> Consigne écrite 1
Copiez à l'identique chaque ligne de toutes les entrées de données.

Les travaux réunis dans ce numéro abordent principalement les aspects législatifs et réglementaires des médias, l'évolution du journalisme et la réception des médias audio-visuels (TV, radio, Web) dans différents contextes sociaux. A travers ces thèmes court la lancinante question de la liberté des médias et de sa répression par les Etats.
Un "cahier couleur" avec des reproductions d'oeuvres de Ursula Schmidt est consacré à la Mauritanie avec des tableaux montrant des paysages avec paraboles (cf. infra, couverture de la revue).
A la lecture de ces travaux, plusieurs questions émergent.
  • Commençons par un manque : un bilan systématique de l'offre télévisuelle aurait été bienvenu. Qui paie toute cette télévision, toutes ces chaînes diffusées par les satellites (Etats, annonceurs, partis, etc.) ? D'où viennent les programmes diffusés ? Les Etats du Golfe, fréquemment évoqués, apparaissent comme des acteurs déterminants de l'économie des médias consommés par les populations maghrébines (cf. le travail de Mohammed El Oifi, sur la "sociologie des journalistes maghrébins dans le Golfe"). Peut-on traiter des usages des médias sans un cadrage économique minimum ? Quid, par exemple, des participations croisées de News Corp. (Murdoch) et du prince saoudien Al-Walid ?
  • La dimension quantitative des consommations est absente, faute d'une mesure continue des audiences issue du marketing des mass-médias publicitaires. A la différence des médias commerciaux, les médias financés par les Etats (impôt) ne se soucient pas des consommations média : les médias commerciaux doivent vendre leur audience aux annonceurs, les médias d'Etat achètent leur audience.
  • Les travaux de type qualitatif ne comblent pas le déficit quantitatif. Et les intuitions qu'ils dégagent ne peuvent être pondérées faute d'outils de calages (évolution des équipements, de la réception, etc.). Les enquêtes quali sont, ici comme ailleurs, difficiles à mener : elles exigent de l'enquêté qu'il ou elle prenne du recul par rapport à sa pratique. De plus, les situations sociales et politiques dans lesquelles s'effectuent ces enquêtes ne peuvent qu'agraver les risques de biais et de conformisme.
    • Le travail de Kaddour Kendzi sur la place occupée par la télévision dans la vie des habitants des ksour (Sud-Ouest algérien) dégage les enjeux de la télévision comme facteur d'occidentalisation et la volonté de maintenir la socialisation traditionnelle (avec la télévision "on est là et on n'est pas là" ; "notre corps est là mais notre esprit est aileurs, dans les sphères de l'occident" énonce un enquêté, "jeune instituteur", pour décrire l'expérience télévisuelle (p. 38). 
    • Les entretiens conduits avec des "Algériens de Nancy" à propos de leur consommation de télévision (article de Souâd Touhami) montrent que l'offre variée de médias télévisuels se traduit par des stratégies de consommation diversifiées qu'accompagnent aussi divers types de discours de rationalisation.

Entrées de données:

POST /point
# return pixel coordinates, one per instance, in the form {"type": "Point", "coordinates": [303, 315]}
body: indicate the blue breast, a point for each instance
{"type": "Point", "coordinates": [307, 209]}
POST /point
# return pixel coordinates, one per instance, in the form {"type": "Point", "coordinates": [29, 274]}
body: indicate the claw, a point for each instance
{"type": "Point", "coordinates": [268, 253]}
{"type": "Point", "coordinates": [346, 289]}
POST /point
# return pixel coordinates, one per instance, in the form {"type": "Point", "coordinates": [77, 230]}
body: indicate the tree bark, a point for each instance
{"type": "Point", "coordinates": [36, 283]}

> Consigne écrite 2
Poursuivez le texte sur les travaux consacrés aux médias et à leur réception en reprenant juste après sa dernière phrase.

> Résultat attendu 1
POST /point
# return pixel coordinates, one per instance, in the form {"type": "Point", "coordinates": [303, 315]}
body: indicate the blue breast, a point for each instance
{"type": "Point", "coordinates": [307, 209]}
POST /point
# return pixel coordinates, one per instance, in the form {"type": "Point", "coordinates": [29, 274]}
body: indicate the claw, a point for each instance
{"type": "Point", "coordinates": [268, 253]}
{"type": "Point", "coordinates": [346, 289]}
POST /point
# return pixel coordinates, one per instance, in the form {"type": "Point", "coordinates": [77, 230]}
body: indicate the tree bark, a point for each instance
{"type": "Point", "coordinates": [36, 283]}

> Résultat attendu 2
    • Agnès Levallois décrit les péripéties du lancement par France 24 d'une rédaction en arabe ; elle révèle les difficultés de l'internationalisation d'une antenne : questions de langues, de compétences journalistiques et de budget. Cette étude de cas privilégiée (l'auteur a dirigé ce lancement) révèle un concentré des difficultés de tout téléspectateur qui gère une consommation audio-visuelle pluri-culturelle : quels ingrédients mélanger pour personnaliser une consommation avec cette diversité de provenances, de centres d'intérêt, de langues. 

Quels changements en termes de connaissances des médias peut-on attendre de la multiplication des équipements de réception (antennes satellites) et de production / diffusion (ordinateurs, téléphonie mobile), de l'accroissmeent de l'offre média (télévision, Web) ?
  • Là où elle existe, comme en France, la mesure continue de l'audience des chaînes de télévision prend mal ou pas du tout en compte les chaînes en langues étrangères. Et il en sera ainsi tant que l'on travaillera à partir de panels, qui, par construction (contrainte économique), ne peuvent représenter que les populations, les médias et les pratiques majoritaires. 
  • En revanche, tout ce qui est transmis en numérique est plus aisément appréhendable grâce aux webanalytics qui permettent d'observer les comportements des internautes sur tous les sites, sans condition d'effectifs. A terme, des dispositifs de télévision connectée devraient faciliter la connaissance des comportements de consommation de la télévision et du Web arabophones ou berbérophones.
Ce numéro, dont nous ne mentionnons ici que quelques unes des contributions, met en évidence la difficulté de parler des médias des Maghrébins, qu'ils habitent au Maghreb ou qu'ils aient émigré (France, Canada). Ce numéro remplit son rôle en marquant les territoires, immenses, à défricher.